Data extracts Block Start

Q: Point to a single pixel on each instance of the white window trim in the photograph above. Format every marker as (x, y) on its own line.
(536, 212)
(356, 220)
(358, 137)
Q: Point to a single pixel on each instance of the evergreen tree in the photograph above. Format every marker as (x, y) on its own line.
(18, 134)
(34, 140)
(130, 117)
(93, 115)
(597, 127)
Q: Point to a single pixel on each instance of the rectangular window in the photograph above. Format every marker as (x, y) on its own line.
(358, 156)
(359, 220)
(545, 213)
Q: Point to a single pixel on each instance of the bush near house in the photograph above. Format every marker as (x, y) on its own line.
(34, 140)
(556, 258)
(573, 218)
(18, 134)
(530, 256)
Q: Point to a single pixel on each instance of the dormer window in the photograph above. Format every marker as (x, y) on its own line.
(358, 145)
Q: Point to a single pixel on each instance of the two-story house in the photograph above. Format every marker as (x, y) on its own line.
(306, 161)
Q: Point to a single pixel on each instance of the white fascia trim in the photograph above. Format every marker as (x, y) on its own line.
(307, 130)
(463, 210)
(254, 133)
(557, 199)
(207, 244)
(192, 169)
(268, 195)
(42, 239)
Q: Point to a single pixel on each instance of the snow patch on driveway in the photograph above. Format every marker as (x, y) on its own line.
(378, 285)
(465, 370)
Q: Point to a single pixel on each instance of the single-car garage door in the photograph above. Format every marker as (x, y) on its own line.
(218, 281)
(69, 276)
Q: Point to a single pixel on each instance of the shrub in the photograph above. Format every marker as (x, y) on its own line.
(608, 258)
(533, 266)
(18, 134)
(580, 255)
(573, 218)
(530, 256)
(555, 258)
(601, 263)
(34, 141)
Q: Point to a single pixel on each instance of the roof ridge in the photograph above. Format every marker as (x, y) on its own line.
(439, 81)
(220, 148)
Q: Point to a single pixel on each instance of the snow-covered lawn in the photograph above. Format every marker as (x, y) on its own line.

Data extracts Block End

* Requirement *
Once the line with "of the roof" has been found in the records above, retype it and every line after it exactly, and include nothing else.

* Answer to this exercise *
Q: Point to a single pixel on each instance of the roof ridge in the photograph above. Format every marker as (x, y) on its own line.
(439, 81)
(220, 148)
Q: Point to a single pixel on each instance of the snow-covered lawn in the photograph above. Format every marker as (x, y) on its own line.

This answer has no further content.